Aufgabe 1: Gib aus den weiter unten stehenden Zeilen alle zurück, in denen das Wort „blue“ vorkommt.

Quelle:
* * * * * * *

# taz.de -- G20-Konzert in der Elbphilharmonie: Applaus für die Leaderin
> US-Präsident Donald Trump übersteht ein Sinfoniekonzert weitgehend
> unfallfrei – und erlebt, wie das Hamburger Publikum Angela Merkel
> bejubelt.
IMG Bild: Applaus an der falschen Stelle? Nicht so schlimm, diesmal geht's ja nur um Musik
Hamburg taz | Jubel bricht aus in der Elbphilharmonie. Die Leute stehen auf
und klatschen lange. Dabei hat das Konzert noch gar nicht angefangen.
Angela Merkel hat in einem lachsfarbenen Blazer die Ehrenloge betreten. Und
die Leute flippen aus. Man stelle sich jetzt mal vor Schröder …, oder Kohl
… – nee, geht nicht. Donald Trump dagegen, auf den alle über eine halbe
Stunde warten mussten, winkt dem Publikum zu, als gelte der Jubel ihm. Das
denkt er jetzt nicht wirklich, oder? Jedenfalls wird er am kommenden Tag
Merkels „incredible leadership“ loben.

* * * * * * *

Aufgabe 2: Greif den Artikel oben über das G20-Konzert in der Elbphilharmonie auf und schreib ihn nach seinem letzten Satz weiter.

* * * * * * *

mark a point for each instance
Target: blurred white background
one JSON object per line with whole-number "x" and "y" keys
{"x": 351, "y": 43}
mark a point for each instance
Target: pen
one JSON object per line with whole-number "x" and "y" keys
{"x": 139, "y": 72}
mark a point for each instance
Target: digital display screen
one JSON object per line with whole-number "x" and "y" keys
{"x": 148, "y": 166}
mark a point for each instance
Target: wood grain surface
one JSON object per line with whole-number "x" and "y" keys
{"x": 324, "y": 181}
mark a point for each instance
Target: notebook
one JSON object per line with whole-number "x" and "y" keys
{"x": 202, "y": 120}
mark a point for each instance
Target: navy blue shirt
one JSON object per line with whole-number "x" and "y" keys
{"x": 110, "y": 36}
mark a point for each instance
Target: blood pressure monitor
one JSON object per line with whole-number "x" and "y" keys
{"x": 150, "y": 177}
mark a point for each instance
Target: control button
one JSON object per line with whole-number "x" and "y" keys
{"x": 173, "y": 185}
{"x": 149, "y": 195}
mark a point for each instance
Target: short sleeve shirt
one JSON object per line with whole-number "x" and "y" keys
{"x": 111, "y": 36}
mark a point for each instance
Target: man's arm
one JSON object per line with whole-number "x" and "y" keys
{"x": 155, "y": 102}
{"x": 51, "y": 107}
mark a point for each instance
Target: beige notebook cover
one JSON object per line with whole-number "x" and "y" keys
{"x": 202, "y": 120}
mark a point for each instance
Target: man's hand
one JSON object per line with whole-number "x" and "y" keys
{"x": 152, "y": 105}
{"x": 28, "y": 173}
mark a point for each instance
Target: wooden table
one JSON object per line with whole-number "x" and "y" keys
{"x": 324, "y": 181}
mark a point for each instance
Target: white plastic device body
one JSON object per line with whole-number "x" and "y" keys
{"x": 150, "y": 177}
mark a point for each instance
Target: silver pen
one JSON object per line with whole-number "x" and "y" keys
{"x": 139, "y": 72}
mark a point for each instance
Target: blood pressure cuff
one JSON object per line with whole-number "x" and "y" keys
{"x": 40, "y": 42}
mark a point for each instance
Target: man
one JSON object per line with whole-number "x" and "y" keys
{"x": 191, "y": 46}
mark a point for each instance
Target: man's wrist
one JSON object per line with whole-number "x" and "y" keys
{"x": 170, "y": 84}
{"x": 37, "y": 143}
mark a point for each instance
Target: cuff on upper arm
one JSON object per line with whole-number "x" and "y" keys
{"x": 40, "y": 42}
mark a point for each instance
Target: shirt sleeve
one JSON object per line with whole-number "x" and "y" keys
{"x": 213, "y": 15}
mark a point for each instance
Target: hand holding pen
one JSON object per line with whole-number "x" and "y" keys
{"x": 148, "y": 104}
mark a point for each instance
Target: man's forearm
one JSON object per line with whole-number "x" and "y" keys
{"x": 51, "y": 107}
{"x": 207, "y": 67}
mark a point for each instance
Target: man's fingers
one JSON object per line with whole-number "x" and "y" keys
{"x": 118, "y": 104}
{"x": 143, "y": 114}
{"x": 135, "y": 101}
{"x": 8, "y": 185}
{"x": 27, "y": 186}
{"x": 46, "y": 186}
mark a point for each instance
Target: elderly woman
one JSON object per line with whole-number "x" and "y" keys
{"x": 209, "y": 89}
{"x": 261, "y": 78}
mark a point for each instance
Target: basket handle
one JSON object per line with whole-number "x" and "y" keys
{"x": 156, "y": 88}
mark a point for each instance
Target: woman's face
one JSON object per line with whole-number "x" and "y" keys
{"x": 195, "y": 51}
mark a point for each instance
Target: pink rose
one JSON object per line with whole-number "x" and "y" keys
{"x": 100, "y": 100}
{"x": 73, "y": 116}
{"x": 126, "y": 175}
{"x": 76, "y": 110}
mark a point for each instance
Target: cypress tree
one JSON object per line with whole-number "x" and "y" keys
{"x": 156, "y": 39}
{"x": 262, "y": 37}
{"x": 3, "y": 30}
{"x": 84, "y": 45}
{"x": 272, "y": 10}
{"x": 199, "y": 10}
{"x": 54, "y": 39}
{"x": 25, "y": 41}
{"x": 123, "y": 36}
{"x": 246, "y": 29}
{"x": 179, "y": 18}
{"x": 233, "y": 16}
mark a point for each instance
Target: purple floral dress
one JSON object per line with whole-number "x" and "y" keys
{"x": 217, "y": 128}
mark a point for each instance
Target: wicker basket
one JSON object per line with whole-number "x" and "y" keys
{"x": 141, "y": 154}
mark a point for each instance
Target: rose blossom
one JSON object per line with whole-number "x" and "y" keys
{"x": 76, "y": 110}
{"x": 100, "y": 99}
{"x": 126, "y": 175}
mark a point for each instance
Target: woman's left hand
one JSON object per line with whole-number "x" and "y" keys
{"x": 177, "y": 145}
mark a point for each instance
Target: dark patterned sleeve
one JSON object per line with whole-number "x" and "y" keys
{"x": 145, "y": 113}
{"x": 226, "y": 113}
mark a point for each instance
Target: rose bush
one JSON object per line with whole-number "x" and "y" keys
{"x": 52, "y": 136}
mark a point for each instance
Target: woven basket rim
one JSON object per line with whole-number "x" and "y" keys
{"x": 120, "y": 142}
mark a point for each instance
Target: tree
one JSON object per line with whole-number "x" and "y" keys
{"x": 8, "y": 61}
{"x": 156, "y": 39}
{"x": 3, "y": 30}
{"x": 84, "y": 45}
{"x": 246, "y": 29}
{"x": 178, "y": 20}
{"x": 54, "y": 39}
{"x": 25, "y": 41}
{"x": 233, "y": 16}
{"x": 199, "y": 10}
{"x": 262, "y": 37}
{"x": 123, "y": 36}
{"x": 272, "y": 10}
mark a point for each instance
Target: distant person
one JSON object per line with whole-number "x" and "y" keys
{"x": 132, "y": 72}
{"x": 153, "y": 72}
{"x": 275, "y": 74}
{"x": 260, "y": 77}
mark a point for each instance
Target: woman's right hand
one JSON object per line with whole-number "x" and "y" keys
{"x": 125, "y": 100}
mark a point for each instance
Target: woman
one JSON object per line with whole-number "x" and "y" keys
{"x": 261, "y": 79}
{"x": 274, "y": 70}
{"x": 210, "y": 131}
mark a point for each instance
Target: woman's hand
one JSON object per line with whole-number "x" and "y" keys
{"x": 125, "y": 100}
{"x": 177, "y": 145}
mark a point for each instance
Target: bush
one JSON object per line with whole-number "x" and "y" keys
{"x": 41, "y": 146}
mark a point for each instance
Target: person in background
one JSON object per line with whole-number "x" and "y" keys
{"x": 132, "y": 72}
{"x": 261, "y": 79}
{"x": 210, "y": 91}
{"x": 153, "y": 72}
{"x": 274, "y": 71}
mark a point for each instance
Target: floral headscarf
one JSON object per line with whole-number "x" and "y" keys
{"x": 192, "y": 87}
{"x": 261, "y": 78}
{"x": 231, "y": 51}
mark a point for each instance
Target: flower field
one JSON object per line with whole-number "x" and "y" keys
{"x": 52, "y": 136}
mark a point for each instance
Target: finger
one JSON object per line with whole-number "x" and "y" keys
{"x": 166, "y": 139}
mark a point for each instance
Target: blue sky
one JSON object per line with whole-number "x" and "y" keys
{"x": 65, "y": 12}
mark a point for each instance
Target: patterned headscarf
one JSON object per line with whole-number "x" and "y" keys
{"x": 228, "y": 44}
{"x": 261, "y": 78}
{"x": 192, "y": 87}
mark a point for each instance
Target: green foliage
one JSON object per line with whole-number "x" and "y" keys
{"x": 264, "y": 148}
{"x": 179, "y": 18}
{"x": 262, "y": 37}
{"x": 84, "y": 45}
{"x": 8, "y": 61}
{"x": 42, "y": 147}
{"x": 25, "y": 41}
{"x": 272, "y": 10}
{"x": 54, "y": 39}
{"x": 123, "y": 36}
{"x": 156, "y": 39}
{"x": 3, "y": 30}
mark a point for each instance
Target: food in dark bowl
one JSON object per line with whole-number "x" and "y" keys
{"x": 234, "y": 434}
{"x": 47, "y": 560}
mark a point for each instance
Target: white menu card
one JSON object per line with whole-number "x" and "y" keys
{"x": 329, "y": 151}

* * * * * * *

Erwartete Antwort 1:
Target: navy blue shirt
Target: blue sky

Erwartete Antwort 2:
Es ist das erste Konzert in der Elbphilharmonie, in dem weder der Saal der
Star ist noch die Musiker. Und auch wenn die Herzen des Publikums aus
Hamburger Lokalprominenz, ausgewählten Schülern und Partnern von Polizisten
der Bundeskanzlerin gehören – die Neugier richtet sich ganz auf den
US-Präsidenten. Wann immer aus dem Getuschel in den lückenhaft gefüllten
Reihen das Personalpronomen „er“ zu verstehen ist, geht es um den Mann mit
der Tolle, der in der ersten Reihe sitzt.
So schreibt es das Protokoll vor: Ganz vorne sitzen die zum G20-Gipfel
angereisten Staatsoberhäupter. Und so viele sind das gar nicht: Der
saudische König ist gar nicht erst nach Hamburg gekommen, der türkische
Ex-und-nun-wieder-Präsident Recep Tayyip Erdoğan schwänzt das Konzert
unentschuldigt, der russische Ex-und-nun-wieder-Präsident Wladimir Putin
kommt viel zu spät und lümmelt sich breitbeinig in einen Sessel am Rand.
Also sitzen die Trumps neben den Macrons. Ausgerechnet Macron, der Mann mit
der Eisenfaust und dem Blick aus Stahl, neben dem Trump noch linkischer
wirkt als ohnehin schon. Es sieht aus, als müsse der US-Präsident das halbe
Konzert hindurch mit dem Schlaf ringen. Er schließt die Augen und legt den
Kopf schief, wechselt alle paar Sekunden die Seite. Nur wenn Beethoven die
Kavallerie schickt, klopft er mit den Fingerspitzen so was ähnliches wie
den Takt mit. Man hört förmlich, wie er dabei innerlich „Pam, pam pam“
macht.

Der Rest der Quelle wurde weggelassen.